* _Task brief_
Which companies does the forum thread on aviation and manufacturing name as withering away or going offshore?

* _Passage given_
[start]
Our national debt Interest paid to China is 'free money' for the biggest arms and technology build up the world has seen since WWII - in China. At this rate our edge in aerospace will disappear shortly - and we will be FAR behind in manufacturing base as GM, and Lockheed, and Chrysler, etc continue to either wither away or go offshore because labor costs are too high in union shops.

I believe RPV's are the wave of the future but they also introduce hackable controls from either land based cyber tech - or space based control of high ground weapon systems.


----------



## beaupower32 (Jul 22, 2009)

I say we get rid of all this fancy technology and bring back WW2 Warbirds. How great would that be to see warbirds hunting the skys again. No missles, limited radar. Just pilot, plane, and guns.


----------



## FLYBOYJ (Jul 22, 2009)

drgondog said:


> The single biggest issue to me is this. For this moment in time our aviation technology (and technologists) are still the best in the world. It is our ONLY manufacturing edge.
[end]
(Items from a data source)
[start]
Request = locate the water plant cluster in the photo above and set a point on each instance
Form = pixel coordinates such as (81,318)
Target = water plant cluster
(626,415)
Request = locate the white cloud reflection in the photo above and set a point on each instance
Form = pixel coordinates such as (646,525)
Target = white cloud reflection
[end]
* _Answer for the task_
GM, Lockheed, Chrysler